▶ _実施事項_:
1 - 証券会社の課題を論じた文章によると、トレーディング分野で思うような収益をあげられていない理由として、何が挙げられていますか。
2 - 証券会社の課題を論じた文章を、最後の文の後から数文ほど書き継いでください。

イノベーションの結実
2017年、NYダウは史上最高値を突破。
日経平均もバブル後の最高値を更新し、本邦証券各社の業績も好調だ。
だが一方で、その経営環境や収益構造には課題が見え隠れしている。IPO/PO、M&Aを始めとしたプライマリー分野においては、資金調達規模の変化や制度引き締めによる収益低下リスクに直面している。トレーディング分野においては、既に債券価格のボラティリティ低下等により、思うような収益をあげられていない。また、リテール分野では、フィデュ―シャリー・デューティーへの本格的な対応を通じて、営業スタイルの変革が求められている。
これらの課題は、早期の解決を図らなければ競争力を失いかねない。これまで本邦証券各社はNewITを中心としたイノベーションへの取り組みを画策し、検証し、試行してきたが、この取り組みを『結実』させることが課題解決への近道だと認識している。
プライマリー分野における“働き方改革”の実現
プライマリービジネスは、堅調なファンダメンタルズと資金調達コストの低さに支えられ、各社とも好調な業績を維持している。だが、資金調達需要の変化や規制対応など、事業環境は絶えず変化しており、証券各社は環境変化に耐えうる筋肉質な体制を整える必要がある。
例えば、国内市場でのIPOによる資金調達は増加傾向にあるが、1件当たりの吸収金額は減少(図表1)している。近年は日本郵政やJR九州など大型案件があったものの、比較的小規模な案件の占める割合が増加傾向にあるのが背景だ。証券各社は吸収金額に応じたフィーを得ているため1件当たりの収益が低下する恐れがあるが、上場企業への審査厳格化要請などに代表される通り、関連する当局の要求や制度は引締め方向にある。対応に関わる事務量や要員が増えれば当然のように収益率は低下していく為、証券会社はデジタル化による「働き方改革」の実現が急務であると認識している。
① 既存業務負荷の軽減
プライマリー分野では、伝統的に専門性・希少性の高い人材を配置し、高い付加価値を生んできた。だが、その結果、特定の人材に業務が集中し、長時間労働が常態化している光景が散見される。

▶ _データ一覧_:
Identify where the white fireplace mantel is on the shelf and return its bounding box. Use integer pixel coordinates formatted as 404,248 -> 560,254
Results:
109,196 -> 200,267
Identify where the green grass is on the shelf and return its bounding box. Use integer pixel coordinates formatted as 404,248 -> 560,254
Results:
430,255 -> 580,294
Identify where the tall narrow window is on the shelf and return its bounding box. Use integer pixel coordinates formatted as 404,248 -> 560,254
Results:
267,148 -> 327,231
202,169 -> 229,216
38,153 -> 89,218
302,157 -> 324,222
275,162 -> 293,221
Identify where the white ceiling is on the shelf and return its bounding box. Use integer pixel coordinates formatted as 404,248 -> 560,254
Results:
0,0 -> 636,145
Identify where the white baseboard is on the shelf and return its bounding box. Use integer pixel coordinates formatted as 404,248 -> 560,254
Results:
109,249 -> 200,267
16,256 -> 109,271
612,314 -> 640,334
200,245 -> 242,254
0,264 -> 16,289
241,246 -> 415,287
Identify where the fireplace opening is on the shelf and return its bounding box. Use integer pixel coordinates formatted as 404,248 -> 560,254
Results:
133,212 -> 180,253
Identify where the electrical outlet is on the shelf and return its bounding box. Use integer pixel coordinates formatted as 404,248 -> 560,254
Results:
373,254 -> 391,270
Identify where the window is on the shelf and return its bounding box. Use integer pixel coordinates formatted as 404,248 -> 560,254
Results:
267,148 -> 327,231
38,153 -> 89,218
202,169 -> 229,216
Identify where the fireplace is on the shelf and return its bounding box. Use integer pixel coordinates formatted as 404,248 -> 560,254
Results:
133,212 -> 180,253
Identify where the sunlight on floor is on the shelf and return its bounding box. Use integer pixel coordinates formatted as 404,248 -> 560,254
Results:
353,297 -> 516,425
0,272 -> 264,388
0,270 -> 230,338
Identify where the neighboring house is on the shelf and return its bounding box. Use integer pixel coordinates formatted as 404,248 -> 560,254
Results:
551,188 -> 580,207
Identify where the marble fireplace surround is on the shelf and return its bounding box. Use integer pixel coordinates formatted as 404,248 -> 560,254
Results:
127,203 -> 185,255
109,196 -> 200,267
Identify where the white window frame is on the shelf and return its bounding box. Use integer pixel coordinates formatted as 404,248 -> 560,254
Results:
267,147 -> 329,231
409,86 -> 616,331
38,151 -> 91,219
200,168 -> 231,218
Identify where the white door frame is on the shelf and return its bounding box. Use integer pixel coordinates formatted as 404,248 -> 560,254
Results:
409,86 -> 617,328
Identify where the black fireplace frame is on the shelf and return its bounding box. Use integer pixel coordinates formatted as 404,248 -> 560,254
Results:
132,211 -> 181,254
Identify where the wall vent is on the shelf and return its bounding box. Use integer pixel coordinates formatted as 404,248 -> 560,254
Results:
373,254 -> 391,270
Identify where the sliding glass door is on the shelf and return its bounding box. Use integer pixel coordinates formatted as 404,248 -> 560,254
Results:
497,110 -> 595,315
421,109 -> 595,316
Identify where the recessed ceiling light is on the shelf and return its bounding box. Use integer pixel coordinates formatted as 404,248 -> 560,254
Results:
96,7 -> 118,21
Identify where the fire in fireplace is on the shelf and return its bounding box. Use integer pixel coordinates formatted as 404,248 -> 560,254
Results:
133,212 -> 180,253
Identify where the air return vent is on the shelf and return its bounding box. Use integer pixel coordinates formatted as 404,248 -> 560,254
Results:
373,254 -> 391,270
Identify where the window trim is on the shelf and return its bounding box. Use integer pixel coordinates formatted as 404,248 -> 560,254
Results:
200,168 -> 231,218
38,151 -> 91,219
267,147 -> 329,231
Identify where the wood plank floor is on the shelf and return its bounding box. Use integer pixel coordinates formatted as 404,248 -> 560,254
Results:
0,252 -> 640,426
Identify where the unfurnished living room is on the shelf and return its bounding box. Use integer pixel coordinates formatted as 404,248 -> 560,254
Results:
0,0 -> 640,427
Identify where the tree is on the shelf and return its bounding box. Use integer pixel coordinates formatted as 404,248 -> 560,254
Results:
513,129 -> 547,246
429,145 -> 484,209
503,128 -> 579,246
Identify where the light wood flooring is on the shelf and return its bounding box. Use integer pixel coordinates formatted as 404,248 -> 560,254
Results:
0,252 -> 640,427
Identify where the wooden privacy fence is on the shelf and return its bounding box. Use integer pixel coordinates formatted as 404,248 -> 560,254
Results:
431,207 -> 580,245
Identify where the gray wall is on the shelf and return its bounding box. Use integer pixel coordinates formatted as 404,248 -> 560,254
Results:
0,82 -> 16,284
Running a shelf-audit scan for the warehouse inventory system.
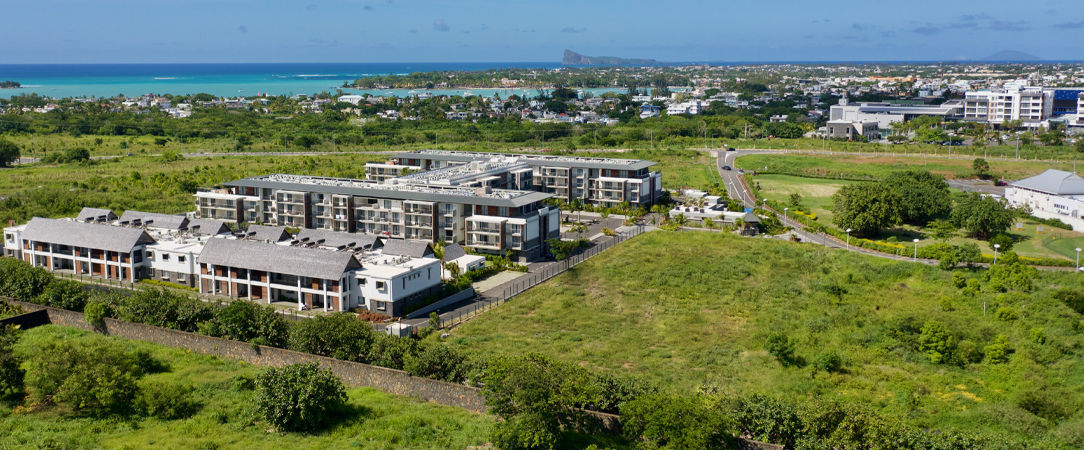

▶ _各作業の結果_:
1 - 債券価格のボラティリティ低下等です。

2 -
New IT、特にRPAやAI技術の発達を踏まえると、公開価格算出、提案書フォーマット生成や法務・コンプライアンスレビューなどの業務は作業品質を維持しつつ、現場の業務負荷を削減することができる。実際にNew ITの活用による業務プロセスの再構築が先行している欧米ではヒトが担うべき業務を半減~ほぼゼロ化した事例もある。
② 新規収益源の創出
「働き方改革」の効用は、既存業務負荷の軽減にとどまらない。
業務負荷の軽減により、これまでリーチすることの出来なかった小規模な資金調達需要を持つ顧客層へのセールスや、顧客ニーズに応じたより柔軟な資金調達方法の提案に、労働力を振り向けることができる。また、顧客照会への応答等、顧客接点そのものをデジタル化することにより、顧客行動のアナリティクスによる潜在的な要求の抽出も可能となり、新規収益源の創出に寄与するであろう。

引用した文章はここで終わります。